— START OF Selected extract —

Let us know how you have got on in twelve months. It will be interesting.

But it is simply not true that there are 'plenty' of business opportunities on the CdS. Of course there are a few, there always will be. But with unemployment rising in the Malaga Province to unprecedented levels and tourism overall not that great during the last couple of years, especially with the increase in some parts of the eastern CdS of all-inclusive package deals, this kind of optimism sadly has little basis in reality. Some restaurants/bars are keeping open because they can't afford to close....You know something is wrong when you go for a coffee and a croissant and the waiter tells you that yes, there's coffee, but the patisserie van didn't turn up...



*Open up an authentic Mexjcan restaurant! That will work in Spain..* 


Not round here it wouldn't. Why should a Mexican restaurant be more potentially profitable than a Polish, Russian, Dutch, German, Japanese, Indian, Chinese restaurant


----------



## fastlos

Oh, I can show them how!


----------



## mrypg9

fastlos said:


> Oh, I can show them how!



Then come and do it....

If talk and wishes could make people rich, a lot of people I know would be multi-millionaires!

If things were so easy there would be fewer desperate people here, workers and business owners both.

It is wrong to trivialise the situation with facile comments, imo.

Sorry to sound harsh but there are very many unemployed, homeless people in my area and too many wondering how long they will have jobs.

This is not some kind of 'expat fairyland', not any more and I doubt it ever will be again.


----------



## fastlos

Well that's what I do. I have helped start two successful ones so far! 
I personally run a BBQ, hot sauce, and spice company as well as a martial arts studio. 
If one is persistent, honest, and has a GOOD idea, anything is possible! 
Sure the economy is bad, but that can also bring opportunities as well. 
Good luck to all, and I'm here to help if I can!


----------



## fastlos

Mexican food is the fastest growing of all restaurants in all of Europe. Look up "the chipotle grill". These are now coming to Spain and these franchises will do very well here. 
Tex Mex is trending now. Look at the recent growth in just supermarket products and you will see. Four years ago all we had was old el paso. Now there are many, many Mexican style products here.


----------



## jojo

fastlos said:


> Mexican food is the fastest growing of all restaurants in all of Europe. Look up "the chipotle grill". These are now coming to Spain and these franchises will do very well here.

— END OF Selected extract —
— START OF Data entries —

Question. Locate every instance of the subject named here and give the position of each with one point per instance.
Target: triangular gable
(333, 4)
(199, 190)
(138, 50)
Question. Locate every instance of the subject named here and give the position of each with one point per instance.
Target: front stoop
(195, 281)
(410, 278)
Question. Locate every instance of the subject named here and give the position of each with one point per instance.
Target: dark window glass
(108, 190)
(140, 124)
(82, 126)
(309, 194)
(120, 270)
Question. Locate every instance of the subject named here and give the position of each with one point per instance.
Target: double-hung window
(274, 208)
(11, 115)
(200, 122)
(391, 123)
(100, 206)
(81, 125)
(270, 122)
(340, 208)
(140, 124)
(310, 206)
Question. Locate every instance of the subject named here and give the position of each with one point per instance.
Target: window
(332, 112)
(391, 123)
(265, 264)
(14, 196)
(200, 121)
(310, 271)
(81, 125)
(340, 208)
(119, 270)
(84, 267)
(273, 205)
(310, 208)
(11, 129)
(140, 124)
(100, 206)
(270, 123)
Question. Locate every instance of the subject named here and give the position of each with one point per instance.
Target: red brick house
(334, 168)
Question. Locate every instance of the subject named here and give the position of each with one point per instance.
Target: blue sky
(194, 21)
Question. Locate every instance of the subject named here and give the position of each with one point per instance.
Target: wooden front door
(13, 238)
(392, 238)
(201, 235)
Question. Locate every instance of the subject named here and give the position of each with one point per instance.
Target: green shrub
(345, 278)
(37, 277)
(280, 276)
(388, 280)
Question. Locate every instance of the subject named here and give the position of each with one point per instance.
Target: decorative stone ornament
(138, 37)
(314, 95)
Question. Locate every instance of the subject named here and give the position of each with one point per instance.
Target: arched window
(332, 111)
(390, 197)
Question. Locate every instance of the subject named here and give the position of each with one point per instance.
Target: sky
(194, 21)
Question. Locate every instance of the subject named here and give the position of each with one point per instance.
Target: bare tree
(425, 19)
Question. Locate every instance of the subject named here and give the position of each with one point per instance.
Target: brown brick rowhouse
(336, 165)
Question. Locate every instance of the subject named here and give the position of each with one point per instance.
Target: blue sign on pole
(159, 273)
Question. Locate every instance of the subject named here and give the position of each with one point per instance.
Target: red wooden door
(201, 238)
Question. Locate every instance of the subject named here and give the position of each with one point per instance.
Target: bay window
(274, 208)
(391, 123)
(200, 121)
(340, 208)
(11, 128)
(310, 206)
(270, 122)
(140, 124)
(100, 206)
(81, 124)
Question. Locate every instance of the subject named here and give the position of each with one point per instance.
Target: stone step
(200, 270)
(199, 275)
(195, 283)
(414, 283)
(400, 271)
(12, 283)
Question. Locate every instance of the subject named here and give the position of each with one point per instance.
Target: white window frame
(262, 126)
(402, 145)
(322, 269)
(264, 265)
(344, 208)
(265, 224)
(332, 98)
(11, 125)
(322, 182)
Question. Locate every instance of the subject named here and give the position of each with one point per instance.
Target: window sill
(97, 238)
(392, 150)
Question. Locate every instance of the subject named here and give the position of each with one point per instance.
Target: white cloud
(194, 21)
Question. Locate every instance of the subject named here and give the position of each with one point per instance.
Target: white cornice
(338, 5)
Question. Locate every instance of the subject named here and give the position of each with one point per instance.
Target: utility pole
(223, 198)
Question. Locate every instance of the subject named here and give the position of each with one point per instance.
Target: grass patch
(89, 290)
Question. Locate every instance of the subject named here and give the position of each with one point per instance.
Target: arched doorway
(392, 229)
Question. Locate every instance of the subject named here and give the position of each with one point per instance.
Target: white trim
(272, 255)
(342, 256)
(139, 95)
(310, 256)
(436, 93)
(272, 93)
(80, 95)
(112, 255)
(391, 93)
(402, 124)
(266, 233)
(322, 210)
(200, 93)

— END OF Data entries —
— START OF Data entries —

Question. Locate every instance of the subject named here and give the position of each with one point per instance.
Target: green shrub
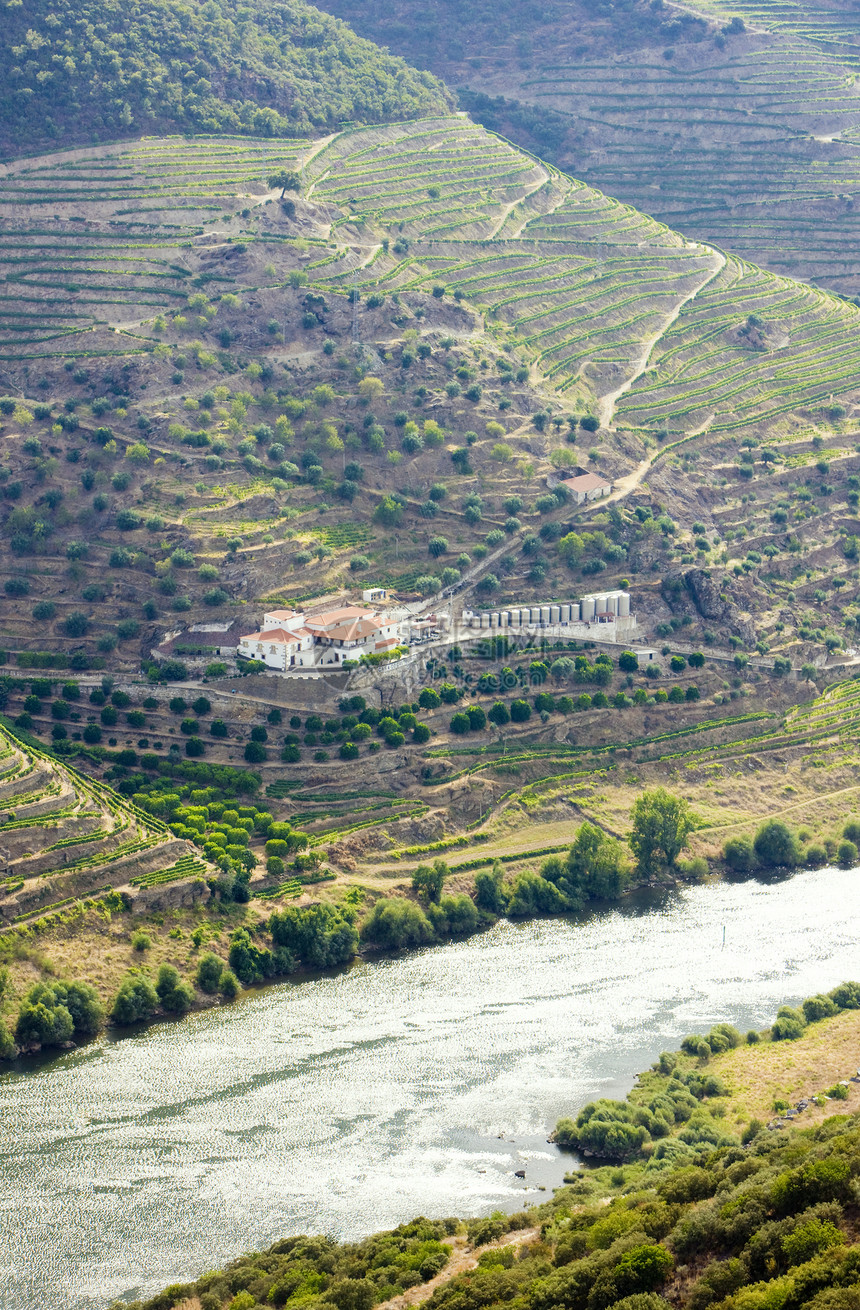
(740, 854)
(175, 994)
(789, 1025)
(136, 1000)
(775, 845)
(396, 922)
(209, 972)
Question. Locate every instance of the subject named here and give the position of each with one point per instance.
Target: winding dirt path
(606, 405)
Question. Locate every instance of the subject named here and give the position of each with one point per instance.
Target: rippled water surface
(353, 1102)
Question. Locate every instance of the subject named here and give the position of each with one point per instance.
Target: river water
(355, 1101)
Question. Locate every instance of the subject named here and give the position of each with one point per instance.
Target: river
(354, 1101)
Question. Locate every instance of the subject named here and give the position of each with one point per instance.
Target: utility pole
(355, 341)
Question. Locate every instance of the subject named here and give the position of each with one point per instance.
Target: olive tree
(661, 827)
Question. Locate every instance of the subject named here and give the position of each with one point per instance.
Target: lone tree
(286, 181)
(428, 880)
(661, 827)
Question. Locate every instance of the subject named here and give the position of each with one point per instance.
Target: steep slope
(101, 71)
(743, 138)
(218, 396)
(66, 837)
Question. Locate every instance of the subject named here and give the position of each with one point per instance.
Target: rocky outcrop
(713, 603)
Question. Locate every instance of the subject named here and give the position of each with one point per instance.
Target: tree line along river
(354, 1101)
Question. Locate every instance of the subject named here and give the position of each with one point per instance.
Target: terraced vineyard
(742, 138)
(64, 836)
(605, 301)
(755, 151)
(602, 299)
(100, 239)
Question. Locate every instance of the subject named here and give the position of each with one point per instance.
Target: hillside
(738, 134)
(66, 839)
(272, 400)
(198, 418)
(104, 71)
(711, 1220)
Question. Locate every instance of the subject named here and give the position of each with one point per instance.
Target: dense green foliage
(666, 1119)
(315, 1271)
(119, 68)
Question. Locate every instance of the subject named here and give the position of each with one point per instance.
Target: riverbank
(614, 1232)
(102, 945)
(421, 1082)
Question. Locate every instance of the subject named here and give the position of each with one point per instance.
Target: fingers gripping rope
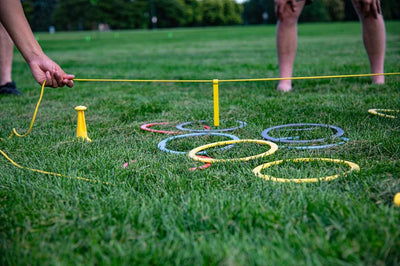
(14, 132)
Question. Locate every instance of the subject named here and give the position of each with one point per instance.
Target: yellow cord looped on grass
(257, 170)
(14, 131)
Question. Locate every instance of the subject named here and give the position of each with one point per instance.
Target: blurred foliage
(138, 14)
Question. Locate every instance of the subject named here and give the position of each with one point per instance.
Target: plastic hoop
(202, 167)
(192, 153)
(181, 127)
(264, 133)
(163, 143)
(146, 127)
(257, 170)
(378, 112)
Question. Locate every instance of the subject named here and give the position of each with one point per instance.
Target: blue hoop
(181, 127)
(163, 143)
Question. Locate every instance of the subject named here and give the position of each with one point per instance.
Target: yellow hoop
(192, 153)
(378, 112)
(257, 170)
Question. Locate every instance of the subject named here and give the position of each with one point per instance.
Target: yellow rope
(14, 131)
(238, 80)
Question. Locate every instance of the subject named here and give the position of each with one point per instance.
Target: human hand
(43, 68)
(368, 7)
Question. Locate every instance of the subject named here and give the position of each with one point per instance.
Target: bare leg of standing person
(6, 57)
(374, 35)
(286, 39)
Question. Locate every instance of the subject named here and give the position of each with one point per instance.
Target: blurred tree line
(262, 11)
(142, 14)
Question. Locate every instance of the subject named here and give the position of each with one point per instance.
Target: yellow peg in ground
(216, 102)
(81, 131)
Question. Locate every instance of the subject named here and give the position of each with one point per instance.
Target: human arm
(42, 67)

— END OF Data entries —

Goals:
(a) Summarize the forum thread in two sentences.
(b) Reproduce everything in the forum thread from "If talk and" down to "will have jobs.", word for word.

Answers to the tasks:
(a) Posts in the forum thread deny that business opportunities are plentiful on the CdS, citing unprecedented unemployment in the Malaga Province, weak tourism, and restaurants and bars that stay open only because they cannot afford to close, and they question why a Mexican restaurant would be more profitable than any other. Fastlos replies that a persistent, honest person with a good idea can succeed despite the bad economy, and claims that Mexican food is the fastest-growing restaurant category in Europe, pointing to the recent growth of Mexican-style supermarket products.

(b)
If talk and wishes could make people rich, a lot of people I know would be multi-millionaires!

If things were so easy there would be fewer desperate people here, workers and business owners both.

It is wrong to trivialise the situation with facile comments, imo.

Sorry to sound harsh but there are very many unemployed, homeless people in my area and too many wondering how long they will have jobs.